» **Data listing**:
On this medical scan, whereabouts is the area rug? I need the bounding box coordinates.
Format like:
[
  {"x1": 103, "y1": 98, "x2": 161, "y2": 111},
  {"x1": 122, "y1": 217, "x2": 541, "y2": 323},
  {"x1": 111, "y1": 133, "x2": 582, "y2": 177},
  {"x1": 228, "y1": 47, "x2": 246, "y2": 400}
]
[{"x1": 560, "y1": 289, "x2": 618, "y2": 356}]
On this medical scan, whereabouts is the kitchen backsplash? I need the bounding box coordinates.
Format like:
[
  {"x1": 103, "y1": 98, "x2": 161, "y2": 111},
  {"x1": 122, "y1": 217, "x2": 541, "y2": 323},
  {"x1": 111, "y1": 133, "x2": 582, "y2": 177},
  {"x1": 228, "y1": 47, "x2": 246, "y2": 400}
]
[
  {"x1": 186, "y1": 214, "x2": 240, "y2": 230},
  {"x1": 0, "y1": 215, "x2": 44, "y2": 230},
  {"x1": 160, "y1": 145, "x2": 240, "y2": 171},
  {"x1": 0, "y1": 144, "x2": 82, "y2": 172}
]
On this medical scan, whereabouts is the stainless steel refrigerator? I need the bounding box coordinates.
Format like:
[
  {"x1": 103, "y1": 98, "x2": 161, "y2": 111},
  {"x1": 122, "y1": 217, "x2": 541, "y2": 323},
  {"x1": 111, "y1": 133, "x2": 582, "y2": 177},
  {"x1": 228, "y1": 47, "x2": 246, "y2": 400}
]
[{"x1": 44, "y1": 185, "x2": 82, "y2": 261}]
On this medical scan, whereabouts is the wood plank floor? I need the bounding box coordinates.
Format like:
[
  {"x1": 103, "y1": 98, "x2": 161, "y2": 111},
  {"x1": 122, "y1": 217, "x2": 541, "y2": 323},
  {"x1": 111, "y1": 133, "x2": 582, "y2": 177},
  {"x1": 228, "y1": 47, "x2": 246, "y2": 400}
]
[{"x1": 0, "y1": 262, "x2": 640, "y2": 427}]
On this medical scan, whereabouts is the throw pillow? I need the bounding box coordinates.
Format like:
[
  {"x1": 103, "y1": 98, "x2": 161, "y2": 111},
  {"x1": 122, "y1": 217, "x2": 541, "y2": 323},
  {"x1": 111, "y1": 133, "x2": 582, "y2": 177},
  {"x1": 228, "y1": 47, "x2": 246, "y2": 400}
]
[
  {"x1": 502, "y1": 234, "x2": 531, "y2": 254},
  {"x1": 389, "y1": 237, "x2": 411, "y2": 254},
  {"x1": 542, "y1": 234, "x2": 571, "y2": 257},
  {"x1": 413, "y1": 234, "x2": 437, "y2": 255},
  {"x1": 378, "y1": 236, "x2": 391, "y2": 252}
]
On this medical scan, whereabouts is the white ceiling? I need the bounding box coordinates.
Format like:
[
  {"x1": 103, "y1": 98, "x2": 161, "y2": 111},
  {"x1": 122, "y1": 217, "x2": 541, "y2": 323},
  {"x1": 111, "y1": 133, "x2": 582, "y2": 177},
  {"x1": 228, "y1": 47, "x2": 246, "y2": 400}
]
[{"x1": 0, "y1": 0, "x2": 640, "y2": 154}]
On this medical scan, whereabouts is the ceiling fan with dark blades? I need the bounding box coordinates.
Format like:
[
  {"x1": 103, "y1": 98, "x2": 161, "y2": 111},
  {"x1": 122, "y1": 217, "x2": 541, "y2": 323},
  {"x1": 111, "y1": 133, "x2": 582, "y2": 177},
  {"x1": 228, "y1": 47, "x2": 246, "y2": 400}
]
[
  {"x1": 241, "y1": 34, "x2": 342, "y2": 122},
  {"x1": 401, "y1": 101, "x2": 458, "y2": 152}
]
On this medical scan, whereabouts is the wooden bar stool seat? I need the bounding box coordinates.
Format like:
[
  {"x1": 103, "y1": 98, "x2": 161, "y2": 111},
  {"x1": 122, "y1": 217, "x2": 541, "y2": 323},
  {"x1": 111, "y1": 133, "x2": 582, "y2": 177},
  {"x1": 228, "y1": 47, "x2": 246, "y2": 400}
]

» **What you will do**:
Quote all of the entries above word for word, from the first line to the last.

» **Written answer**:
On this medical scan, whereabouts is the area rug? I need the bounding box coordinates.
Format like:
[
  {"x1": 103, "y1": 98, "x2": 161, "y2": 111},
  {"x1": 122, "y1": 217, "x2": 541, "y2": 323},
  {"x1": 111, "y1": 133, "x2": 582, "y2": 177},
  {"x1": 228, "y1": 47, "x2": 246, "y2": 400}
]
[{"x1": 560, "y1": 289, "x2": 618, "y2": 356}]
On this medical scan, whereabouts is the kitchen backsplash? I need the bounding box coordinates.
Format like:
[
  {"x1": 103, "y1": 98, "x2": 161, "y2": 111},
  {"x1": 122, "y1": 217, "x2": 541, "y2": 323},
  {"x1": 111, "y1": 133, "x2": 582, "y2": 177},
  {"x1": 228, "y1": 47, "x2": 246, "y2": 400}
]
[
  {"x1": 186, "y1": 214, "x2": 240, "y2": 230},
  {"x1": 0, "y1": 215, "x2": 44, "y2": 230},
  {"x1": 160, "y1": 145, "x2": 240, "y2": 171},
  {"x1": 0, "y1": 144, "x2": 82, "y2": 172}
]
On this medical scan, whereabouts is the stainless steel refrigerator? I need the bounding box coordinates.
Format like:
[
  {"x1": 103, "y1": 98, "x2": 161, "y2": 111},
  {"x1": 122, "y1": 217, "x2": 541, "y2": 323},
  {"x1": 111, "y1": 133, "x2": 582, "y2": 177},
  {"x1": 228, "y1": 47, "x2": 246, "y2": 400}
]
[{"x1": 44, "y1": 185, "x2": 82, "y2": 261}]
On this medical scan, whereabouts is the wood plank floor? I need the bounding box coordinates.
Format like:
[
  {"x1": 103, "y1": 98, "x2": 161, "y2": 111},
  {"x1": 122, "y1": 217, "x2": 541, "y2": 323},
  {"x1": 111, "y1": 133, "x2": 582, "y2": 177},
  {"x1": 228, "y1": 47, "x2": 246, "y2": 400}
]
[{"x1": 0, "y1": 262, "x2": 640, "y2": 427}]
On this medical scan, whereabouts is the throw pillow? I need the bounding box coordinates.
Format like:
[
  {"x1": 103, "y1": 98, "x2": 161, "y2": 111},
  {"x1": 122, "y1": 217, "x2": 541, "y2": 323},
  {"x1": 111, "y1": 133, "x2": 582, "y2": 177},
  {"x1": 228, "y1": 47, "x2": 246, "y2": 400}
]
[
  {"x1": 502, "y1": 234, "x2": 531, "y2": 254},
  {"x1": 389, "y1": 237, "x2": 411, "y2": 254},
  {"x1": 542, "y1": 234, "x2": 571, "y2": 257},
  {"x1": 413, "y1": 234, "x2": 437, "y2": 255},
  {"x1": 378, "y1": 236, "x2": 391, "y2": 252}
]
On this medical scan, whereabouts is the white ceiling? I need the bounding box coordinates.
Format like:
[
  {"x1": 103, "y1": 98, "x2": 161, "y2": 111},
  {"x1": 122, "y1": 217, "x2": 541, "y2": 323},
  {"x1": 111, "y1": 133, "x2": 582, "y2": 177},
  {"x1": 228, "y1": 47, "x2": 246, "y2": 400}
]
[{"x1": 0, "y1": 0, "x2": 640, "y2": 154}]
On this medical scan, whereabouts is the ceiling fan with dark blades? I need the bounding box coordinates.
Format like:
[
  {"x1": 103, "y1": 98, "x2": 161, "y2": 111},
  {"x1": 122, "y1": 217, "x2": 541, "y2": 323},
  {"x1": 111, "y1": 133, "x2": 582, "y2": 177},
  {"x1": 228, "y1": 47, "x2": 246, "y2": 400}
]
[
  {"x1": 241, "y1": 34, "x2": 342, "y2": 122},
  {"x1": 401, "y1": 101, "x2": 458, "y2": 152}
]
On this medical scan, whereabouts is the wooden bar stool seat? I need the bounding box coordinates.
Format like:
[
  {"x1": 103, "y1": 98, "x2": 161, "y2": 111},
  {"x1": 122, "y1": 217, "x2": 541, "y2": 323},
  {"x1": 111, "y1": 133, "x2": 582, "y2": 177},
  {"x1": 228, "y1": 47, "x2": 246, "y2": 400}
]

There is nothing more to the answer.